• _Текст для чтения_:
········
От Н.И. Зибера до Б. Малиновского
Чтобы сделать шаг вперёд в области исследования первобытной экономики, нужно попытаться свести воедино и систематизировать те отрывочные данные, которые содержались в записках путешественников, миссионеров, торговцев, этнографов. Такая попытка была предпринята русским экономистом Н.И. Зибером. Вышедший в 1883 г. его труд "Очерки первобытной экономической культуры" (67) выгодно отличался от многих последующих сводных работ как широтой охвата материала, так концентрацией внимания преимущественно на социально‑экономических отношениях.
В предисловии к работе, датированном 1881 годом, Н.И. Зибер отмечал, что результаты предпринятых в последние десятилетия исследований общинного устройства быта народов преимущественно арийского происхождения привели, между прочим, "к тому предположению, пользующемуся более или менее всеобщим распространением, что общинные формы хозяйства в их различных стадиях представляют универсальные формы экономической деятельности на ранних ступенях развития" (С. 1). "Но, — продолжал он, — как ни популярно означенное предположение, справедливость требует заметить, что для научного подтверждения его сделано ещё мало, так как сведения, относящиеся к формам хозяйственной жизни народов Океании, Америки, Азии и Африки, до настоящего времени почти не подвергались самостоятельной и цельной разработке" (С. 1‑2). Автор ставит своей задачей восполнить этот пробел. Приводит он материалы и по Австралии.
Общий вывод его состоит в том, что на ранних ступенях развития не только земля, но всё вообще имущество, прежде всего пища, находилось в общинной собственности (С. 172‑173). Таким образом Н.И. Зибер полностью разделял идею первобытного коммунизма, хотя и не пользовался этим термином. Но в целом применение термина "коммунизм" в отношении первобытного общества имело во второй половине XIX в. и первой половине XX в. достаточно широкое распространение у полевых исследователей (385. С. 31; 229. С. 36; 103. С. 119, 192; 579. С. 409; 745. С. 483 и др.). Наряду с ним использовался и термин "социализм" (552. С. 3‑62; 548. С. 92‑94). Причём ни один из авторов, на труды которых сделаны ссылки, не был марксистом.
Вслед за работой Н.И. Зибера в конце XIX и начале XX вв. появилось значительное число работ, посвящённых как хозяйству народов доклассового общества в целом, так и отдельным его аспектам (588; 101; 589; 102; 590; 100; 701; 314; 35А; 325; 376; 462; 51; 349; 881; 687; 141; 666; 667). Наряду с описанием технологии производства и организации труда они, нередко, содержали материалы и о социально‑экономических отношениях, а некоторых такие материалы даже преобладали. Все приведённые данные так или иначе истолковывались авторами, а некоторые из них даже пытались набросать более или менее целостную картину социально‑экономических отношений первобытности.
Однако все теоретические построения, если таковые создавались, носили чисто умозрительный характер. Давая ту или иную интерпретацию фактов, исследователи, в массе своей являвшиеся буржуазными учёными, исходили не столько из самих фактов, сколько из предвзятых представлений, имевших своим источником, с одной стороны, общественные условия, в которых они сами жили, а с другой, различного рода социологические, а в дальнейшем и экономические учения. Влияние экономических теорий возрастало по мере того, как в центре внимания исследователей всё в большей степени оказывались социально‑экономические отношения. И среди них особое воздействие на умы буржуазных учёных оказывала возникшая в конце XIX в. т.н. формальная экономическая теория (формальная экономия) или, как её иначе нередко называют маржинализм. Это имеет свои причины.
········
• _Выдержка из данных_:
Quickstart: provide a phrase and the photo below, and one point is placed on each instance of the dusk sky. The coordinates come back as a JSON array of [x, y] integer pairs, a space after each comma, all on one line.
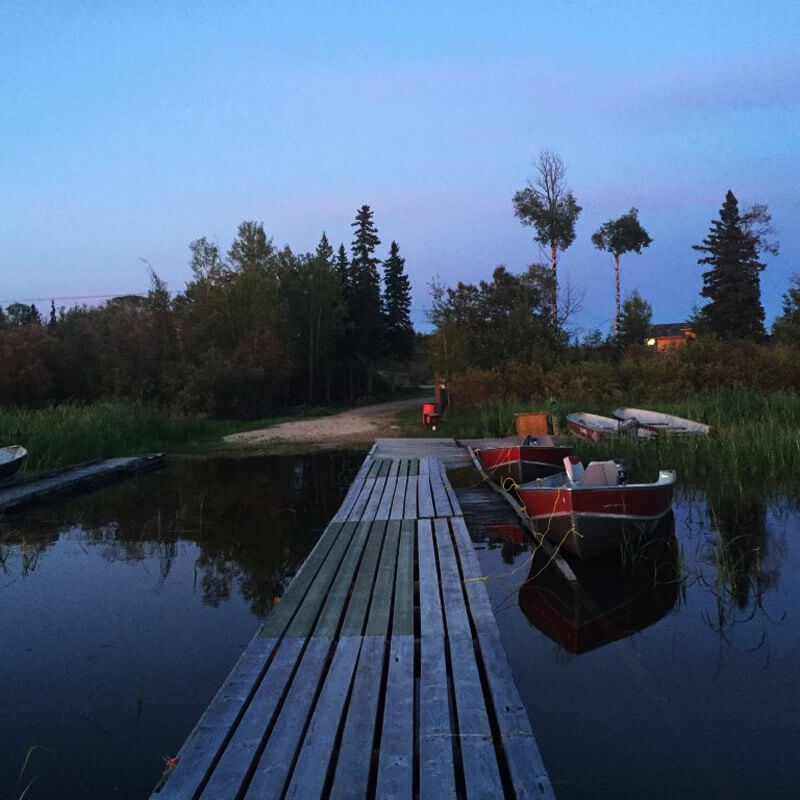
········
• _Ваши задания_:
- 1) В каком году, согласно тексту о первобытной экономике, вышел труд Н.И. Зибера «Очерки первобытной экономической культуры»?
- 2) Верните из текста о первобытной экономике без изменений отрывок от слов «В предисловии к» до слов «и по Австралии.».
- 3) Продолжите текст о первобытной экономике после его последнего предложения.
Материал для выполнения заданий не нужен.

• _Ответы к заданиям_:
- 1) В 1883 году.

- 2)
В предисловии к работе, датированном 1881 годом, Н.И. Зибер отмечал, что результаты предпринятых в последние десятилетия исследований общинного устройства быта народов преимущественно арийского происхождения привели, между прочим, "к тому предположению, пользующемуся более или менее всеобщим распространением, что общинные формы хозяйства в их различных стадиях представляют универсальные формы экономической деятельности на ранних ступенях развития" (С. 1). "Но, — продолжал он, — как ни популярно означенное предположение, справедливость требует заметить, что для научного подтверждения его сделано ещё мало, так как сведения, относящиеся к формам хозяйственной жизни народов Океании, Америки, Азии и Африки, до настоящего времени почти не подвергались самостоятельной и цельной разработке" (С. 1‑2). Автор ставит своей задачей восполнить этот пробел. Приводит он материалы и по Австралии.

- 3)
По мере того, как накапливались фактические материалы, становилось всё более очевидным, во‑первых, что и в первобытном обществе существовала система экономических отношений, во‑вторых, что эта первобытная экономика отличалась от капиталистической. В этих условиях маржинализм привлекал возможностью примирить факты, свидетельствующие о существовании различия между первобытной и капиталистической экономиками, с тезисом о том, что экономика у всех народов и во все времена была в сущности одна и та же.
Если буржуазные политэкономы первой половины XIX в. исходя из того, что любая экономика может быть только капиталистической, претендовали на универсальное значение теорий капиталистической экономики, то маржиналисты, не отрицая существования и иных экономик, кроме капиталистической, притязали на создание универсальной экономической теории, в равной степени относящейся ко всем экономическим системам без исключения. Но это фактически означало не что иное, как отрицание качественного различия между экономическими системами, сведение его к различию в степени. И в полном соответствии с этим утверждением о том, что отличие первобытной экономики от буржуазной носит не качественный, а всего лишь количественный характер, содержится в работах всех буржуазных исследователей экономики доклассового общества, придерживающихся маржинализма, не исключая и современных.
Маржинализм внешне действительно выступает как универсальная экономическая теория, не несущая в себе ничего специфически капиталистического. Исходным его пунктом является утверждение, что количество благ (вещей, услуг) и средств, с помощью которых эти блага создаются, всегда ограничено по сравнению с человеческими потребностями. В результате перед каждым человеком с неизбежностью встаёт проблема экономии, проблема наиболее экономного распределения благ между альтернативными нуждами, а средств — между альтернативными целями. Он должен тщательно рассчитывать с тем, чтобы из всех возможных вариантов распределения выбрать такой, который обеспечивает максимально удовлетворение потребностей, максимальную отдачу. Человек, утверждают маржиналисты, по самой своей природе всегда стремится к рациональному калькулированию, максимизации. И маржинализм, выражая эту сущность человека, является теорией рационального выбора, теорией наиболее экономного, наиболее эффективного распределения средств вообще, производственных ресурсов в первую очередь, между альтернативными целями, является универсальным экономическим учением.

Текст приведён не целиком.